> _VORLIEGENDER TEXT_
Birkenhof (Hannover)
Der Birkenhof ist ein ehemaliges Kinderheim im Stadtteil Kirchrode in Hannover. Heute ist die Einrichtung als Stiftung Bethel Hauptsitz des Stiftungsbereichs Bethel im Norden und betreibt mehrere Altenheime in Hannover.
Beschreibung
Das Gebäude wurde 1879 vom Vorsteher der Henriettenstiftung ursprünglich als „Magdalenium Kirchrode“ für „gefährdete Mädchen und Frauen in Stadt und Provinz Hannover“ erbaut.[1] Die „gefallenen oder bestraften“ Mädchen und Frauen wurden dem Heim durch Eltern und Behörden auch zwangsweise zugeführt. In der Einrichtung sollten sie lernen, ihren Lebensunterhalt durch Haus-, Küchen und Gartenarbeit zu bestreiten. Von der Gründung 1879 bis 1954 gab es über 8000 Heimaufnahmen. 1927 wurde das Magdalenium in „Birkenhof, Evangelische Fürsorge- und Krankenanstalten e.V., Hannover“ umbenannt; der Begriff Birke sollte als Symbol für „reines Mädchentum“ stehen.

> _AUFGABEN_
A) Schreibe aus dem Text über den Birkenhof die Stelle von „Der Birkenhof ist“ bis einschließlich „Altenheime in Hannover.“ wortgetreu ab.
B) Setze den Text über den Birkenhof im Anschluss an seinen letzten Satz fort.

> _AUFGEFÜHRTE EINTRÄGE_

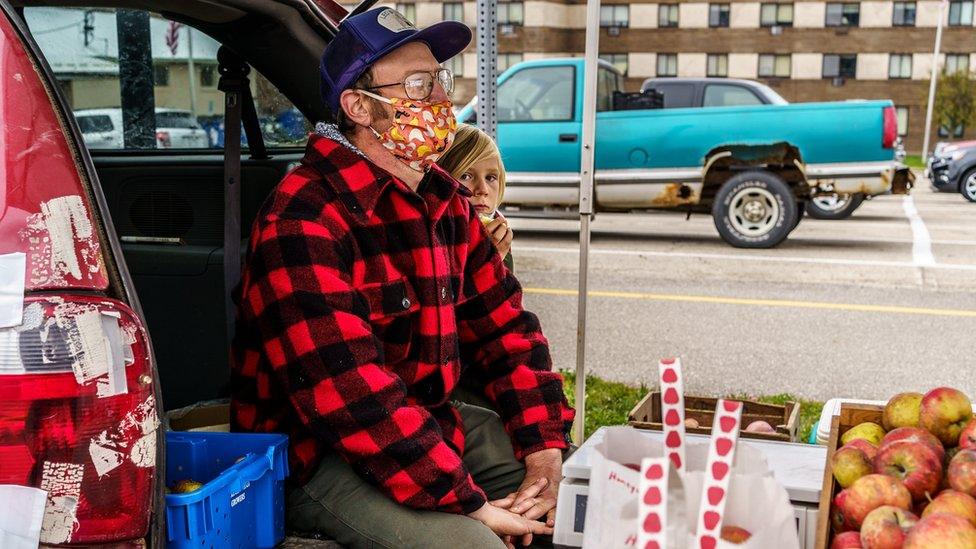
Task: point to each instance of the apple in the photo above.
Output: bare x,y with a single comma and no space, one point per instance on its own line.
869,449
869,431
902,410
886,527
849,464
954,503
847,540
962,472
735,534
941,531
760,426
967,438
870,492
914,434
916,465
944,413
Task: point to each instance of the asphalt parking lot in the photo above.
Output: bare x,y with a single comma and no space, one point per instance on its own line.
882,302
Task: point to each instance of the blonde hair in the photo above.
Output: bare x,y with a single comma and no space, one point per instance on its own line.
471,146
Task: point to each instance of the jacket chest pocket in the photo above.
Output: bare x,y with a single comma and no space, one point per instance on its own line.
393,308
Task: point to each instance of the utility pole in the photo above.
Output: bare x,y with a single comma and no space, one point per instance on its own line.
932,80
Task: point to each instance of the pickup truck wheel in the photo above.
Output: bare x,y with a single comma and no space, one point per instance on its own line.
834,206
968,186
754,210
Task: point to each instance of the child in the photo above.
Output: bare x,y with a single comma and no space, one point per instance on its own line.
474,160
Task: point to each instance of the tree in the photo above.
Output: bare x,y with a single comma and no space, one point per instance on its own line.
955,100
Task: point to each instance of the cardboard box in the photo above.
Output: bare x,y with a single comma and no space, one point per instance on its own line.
784,418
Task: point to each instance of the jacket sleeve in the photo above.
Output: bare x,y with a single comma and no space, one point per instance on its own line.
504,345
315,333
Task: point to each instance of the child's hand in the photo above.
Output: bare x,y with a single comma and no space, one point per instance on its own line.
501,234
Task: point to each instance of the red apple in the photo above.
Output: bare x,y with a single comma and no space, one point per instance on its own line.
944,413
962,472
886,527
941,531
954,503
902,410
870,492
869,449
847,540
916,465
967,439
914,434
735,534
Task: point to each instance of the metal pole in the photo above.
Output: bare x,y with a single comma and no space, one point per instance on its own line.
932,81
192,70
586,203
487,66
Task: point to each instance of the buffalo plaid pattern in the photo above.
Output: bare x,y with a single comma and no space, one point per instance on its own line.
360,300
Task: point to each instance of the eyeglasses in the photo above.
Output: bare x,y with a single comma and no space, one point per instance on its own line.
420,85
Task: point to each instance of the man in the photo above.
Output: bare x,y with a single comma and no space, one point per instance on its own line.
369,282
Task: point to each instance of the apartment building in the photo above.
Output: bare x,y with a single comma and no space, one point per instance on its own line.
807,51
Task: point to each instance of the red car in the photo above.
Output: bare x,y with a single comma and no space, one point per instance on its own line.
120,251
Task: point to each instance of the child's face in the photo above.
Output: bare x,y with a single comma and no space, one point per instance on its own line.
482,180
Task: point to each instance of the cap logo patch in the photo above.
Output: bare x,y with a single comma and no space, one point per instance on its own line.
394,21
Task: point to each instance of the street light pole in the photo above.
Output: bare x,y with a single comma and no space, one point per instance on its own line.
932,81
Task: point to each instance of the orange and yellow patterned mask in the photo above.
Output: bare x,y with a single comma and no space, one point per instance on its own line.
421,130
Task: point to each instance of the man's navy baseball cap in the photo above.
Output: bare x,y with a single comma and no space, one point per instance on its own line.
364,38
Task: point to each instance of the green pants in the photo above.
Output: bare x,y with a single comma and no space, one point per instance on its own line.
337,502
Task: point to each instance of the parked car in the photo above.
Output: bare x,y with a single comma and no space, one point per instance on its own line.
175,129
952,168
751,166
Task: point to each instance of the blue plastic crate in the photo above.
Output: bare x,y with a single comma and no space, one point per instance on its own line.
242,502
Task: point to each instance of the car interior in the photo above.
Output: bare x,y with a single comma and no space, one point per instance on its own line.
167,205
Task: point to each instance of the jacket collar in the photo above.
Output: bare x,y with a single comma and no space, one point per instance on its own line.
359,183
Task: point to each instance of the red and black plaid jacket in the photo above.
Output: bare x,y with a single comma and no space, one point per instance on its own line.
359,302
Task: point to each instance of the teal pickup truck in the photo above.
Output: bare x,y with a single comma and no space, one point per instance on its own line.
751,166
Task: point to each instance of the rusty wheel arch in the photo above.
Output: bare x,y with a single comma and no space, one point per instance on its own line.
782,159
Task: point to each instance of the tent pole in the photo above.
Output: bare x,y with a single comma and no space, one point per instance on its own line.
586,203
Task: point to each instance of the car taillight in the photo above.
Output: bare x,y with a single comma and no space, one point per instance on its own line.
889,130
162,139
78,418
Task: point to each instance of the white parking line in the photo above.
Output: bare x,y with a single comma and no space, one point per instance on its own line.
745,257
921,240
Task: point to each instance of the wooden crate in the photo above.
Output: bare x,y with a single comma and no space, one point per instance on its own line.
850,416
784,418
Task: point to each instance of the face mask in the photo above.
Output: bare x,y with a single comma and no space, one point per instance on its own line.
421,130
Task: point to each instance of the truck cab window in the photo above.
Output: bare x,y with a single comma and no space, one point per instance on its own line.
721,95
537,94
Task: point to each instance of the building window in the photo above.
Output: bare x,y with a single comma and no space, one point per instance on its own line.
717,65
208,76
161,75
409,11
902,114
961,13
510,13
776,15
453,11
840,66
956,62
667,64
900,65
667,15
455,65
718,15
617,15
618,60
904,15
774,66
843,15
506,60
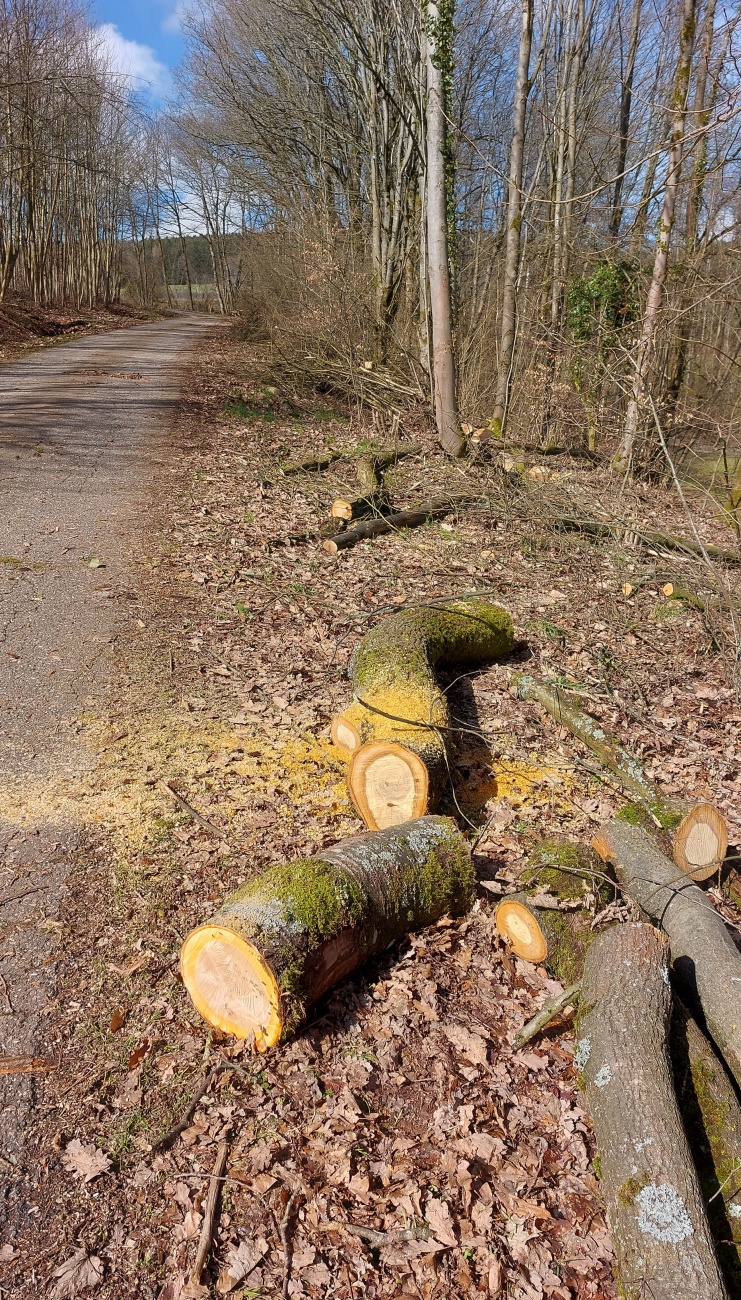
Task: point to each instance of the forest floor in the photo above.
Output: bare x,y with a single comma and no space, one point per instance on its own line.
402,1144
25,325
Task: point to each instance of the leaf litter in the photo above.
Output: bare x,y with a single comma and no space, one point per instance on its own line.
433,1157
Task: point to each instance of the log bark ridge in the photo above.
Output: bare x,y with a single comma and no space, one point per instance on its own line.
705,958
284,939
654,1203
711,1117
395,733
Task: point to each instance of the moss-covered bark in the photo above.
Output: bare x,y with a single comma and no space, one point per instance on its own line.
571,874
711,1118
393,674
316,919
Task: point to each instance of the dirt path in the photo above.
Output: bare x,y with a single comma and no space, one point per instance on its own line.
82,440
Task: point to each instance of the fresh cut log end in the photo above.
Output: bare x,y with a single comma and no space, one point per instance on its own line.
388,783
291,934
520,930
230,984
701,843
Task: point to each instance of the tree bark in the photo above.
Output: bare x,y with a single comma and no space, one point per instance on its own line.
514,221
438,263
286,937
395,732
654,1203
705,960
625,454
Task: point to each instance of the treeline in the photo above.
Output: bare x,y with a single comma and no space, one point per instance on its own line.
590,156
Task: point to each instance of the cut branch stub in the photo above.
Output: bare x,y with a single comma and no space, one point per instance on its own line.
291,934
520,930
701,843
397,729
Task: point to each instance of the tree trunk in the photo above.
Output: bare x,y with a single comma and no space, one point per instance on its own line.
705,958
286,937
563,889
625,454
514,222
395,733
624,126
711,1118
654,1204
437,44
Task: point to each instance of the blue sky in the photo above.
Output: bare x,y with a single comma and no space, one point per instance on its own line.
143,39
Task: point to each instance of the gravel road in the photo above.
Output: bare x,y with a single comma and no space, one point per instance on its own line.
83,432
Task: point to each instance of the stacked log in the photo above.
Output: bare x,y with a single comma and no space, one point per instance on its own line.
397,731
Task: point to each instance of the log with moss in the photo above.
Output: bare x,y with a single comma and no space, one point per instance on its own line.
698,833
373,495
397,731
705,958
711,1117
551,917
414,518
286,937
654,1203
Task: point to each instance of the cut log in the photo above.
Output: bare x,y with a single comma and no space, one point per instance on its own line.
662,1236
397,731
701,843
711,1118
701,836
564,891
291,934
705,960
394,523
319,460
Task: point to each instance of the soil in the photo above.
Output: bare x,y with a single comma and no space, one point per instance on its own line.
402,1144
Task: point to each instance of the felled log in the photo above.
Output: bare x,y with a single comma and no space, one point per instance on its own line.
654,1203
701,836
711,1118
619,529
395,732
550,919
286,937
705,958
394,523
320,460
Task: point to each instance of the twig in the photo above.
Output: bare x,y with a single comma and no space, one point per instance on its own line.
189,807
287,1240
546,1014
207,1230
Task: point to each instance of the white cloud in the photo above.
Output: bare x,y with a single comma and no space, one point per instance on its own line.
173,22
130,59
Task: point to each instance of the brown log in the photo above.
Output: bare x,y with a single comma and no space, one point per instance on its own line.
654,1204
394,523
711,1118
287,936
705,958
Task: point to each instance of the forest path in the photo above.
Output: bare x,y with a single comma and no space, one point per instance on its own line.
83,433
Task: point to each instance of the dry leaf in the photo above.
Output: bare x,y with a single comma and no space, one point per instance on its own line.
79,1273
438,1218
89,1161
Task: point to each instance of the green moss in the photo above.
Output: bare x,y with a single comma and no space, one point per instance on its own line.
631,1187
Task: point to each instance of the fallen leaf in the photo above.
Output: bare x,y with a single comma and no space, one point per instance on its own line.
86,1161
79,1273
441,1222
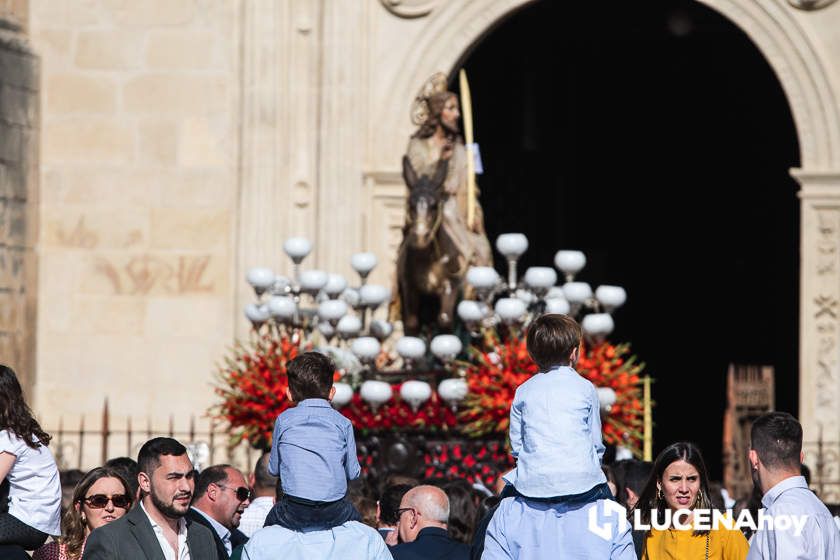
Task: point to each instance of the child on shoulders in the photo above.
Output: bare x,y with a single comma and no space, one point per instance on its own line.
313,451
555,422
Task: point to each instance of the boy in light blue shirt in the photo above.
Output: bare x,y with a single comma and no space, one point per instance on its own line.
313,451
555,422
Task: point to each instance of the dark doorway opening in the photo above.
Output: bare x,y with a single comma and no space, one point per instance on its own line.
656,138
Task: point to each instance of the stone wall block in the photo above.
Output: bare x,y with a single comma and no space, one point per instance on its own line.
11,312
108,50
151,274
178,94
79,93
17,106
18,69
101,228
153,12
11,144
109,315
98,141
14,178
194,228
14,230
158,142
181,50
73,13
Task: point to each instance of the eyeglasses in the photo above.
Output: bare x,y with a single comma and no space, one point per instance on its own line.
242,493
99,501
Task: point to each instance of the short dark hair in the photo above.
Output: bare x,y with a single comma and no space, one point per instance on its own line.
211,475
777,438
148,459
551,338
389,502
129,468
310,376
262,478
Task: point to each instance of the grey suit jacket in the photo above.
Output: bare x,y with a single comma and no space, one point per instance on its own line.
132,538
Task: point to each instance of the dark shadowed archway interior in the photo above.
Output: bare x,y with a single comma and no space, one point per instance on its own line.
654,137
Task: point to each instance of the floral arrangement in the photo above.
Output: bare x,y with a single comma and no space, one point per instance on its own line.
432,416
252,383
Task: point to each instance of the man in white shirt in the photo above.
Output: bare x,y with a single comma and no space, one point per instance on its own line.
158,526
221,496
265,492
809,532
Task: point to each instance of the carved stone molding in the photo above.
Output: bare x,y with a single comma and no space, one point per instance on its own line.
810,5
410,8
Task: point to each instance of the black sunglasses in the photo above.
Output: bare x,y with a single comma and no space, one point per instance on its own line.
402,511
242,493
99,501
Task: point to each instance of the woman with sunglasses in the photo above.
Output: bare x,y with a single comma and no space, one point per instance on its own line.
34,511
676,503
100,497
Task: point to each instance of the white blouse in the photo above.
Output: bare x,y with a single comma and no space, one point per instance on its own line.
34,486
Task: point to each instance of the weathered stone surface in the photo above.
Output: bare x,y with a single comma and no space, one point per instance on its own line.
181,50
152,12
158,141
203,142
154,274
17,105
18,69
11,144
108,50
80,93
101,228
198,228
181,94
95,141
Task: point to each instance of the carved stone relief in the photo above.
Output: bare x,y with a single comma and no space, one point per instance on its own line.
410,8
810,5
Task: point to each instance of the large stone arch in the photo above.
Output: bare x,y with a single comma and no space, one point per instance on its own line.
784,36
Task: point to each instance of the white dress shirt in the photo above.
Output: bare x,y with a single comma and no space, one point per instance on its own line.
221,530
819,538
168,553
253,519
351,541
34,486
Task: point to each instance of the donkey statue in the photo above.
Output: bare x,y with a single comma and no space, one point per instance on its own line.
429,265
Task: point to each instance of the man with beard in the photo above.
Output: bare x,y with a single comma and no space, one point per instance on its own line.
221,496
157,529
808,531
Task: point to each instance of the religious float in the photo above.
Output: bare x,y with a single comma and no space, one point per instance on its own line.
427,373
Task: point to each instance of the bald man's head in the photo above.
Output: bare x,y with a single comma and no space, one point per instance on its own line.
421,507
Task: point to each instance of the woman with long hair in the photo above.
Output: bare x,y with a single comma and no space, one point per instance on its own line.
26,462
100,497
677,490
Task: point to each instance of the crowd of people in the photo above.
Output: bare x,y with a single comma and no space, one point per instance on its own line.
304,498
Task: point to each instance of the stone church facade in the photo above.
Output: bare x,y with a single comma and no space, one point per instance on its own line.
153,151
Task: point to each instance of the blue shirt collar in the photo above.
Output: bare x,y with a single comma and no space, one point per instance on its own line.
786,484
318,403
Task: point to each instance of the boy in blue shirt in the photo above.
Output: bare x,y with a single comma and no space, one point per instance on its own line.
312,451
555,422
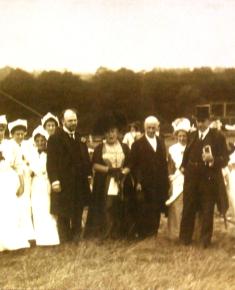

> _LÖSUNGEN ZUR ÜBUNG_
A)
Der Birkenhof ist ein ehemaliges Kinderheim im Stadtteil Kirchrode in Hannover. Heute ist die Einrichtung als Stiftung Bethel Hauptsitz des Stiftungsbereichs Bethel im Norden und betreibt mehrere Altenheime in Hannover.

B)
Im Jahre 1947 übernahm der Birkenhof vom Landkreis Osterholz für die Innere Mission die Barackenanlage der ehemaligen Kriegsmarine in Neuenkirchen bei Schwanewede unter dem Namen „Evangelisches Hospital Neuenkirchen“ als Zweiganstalt. Die Rückgabe des Areals an die Bundeswehr erforderte ab 1962 eine Umsiedlung nach Lilienthal bei Bremen als neugegründetes und nunmehr selbstständiges „Evangelisches Hospital Lilienthal e.V.“ der Diakonie.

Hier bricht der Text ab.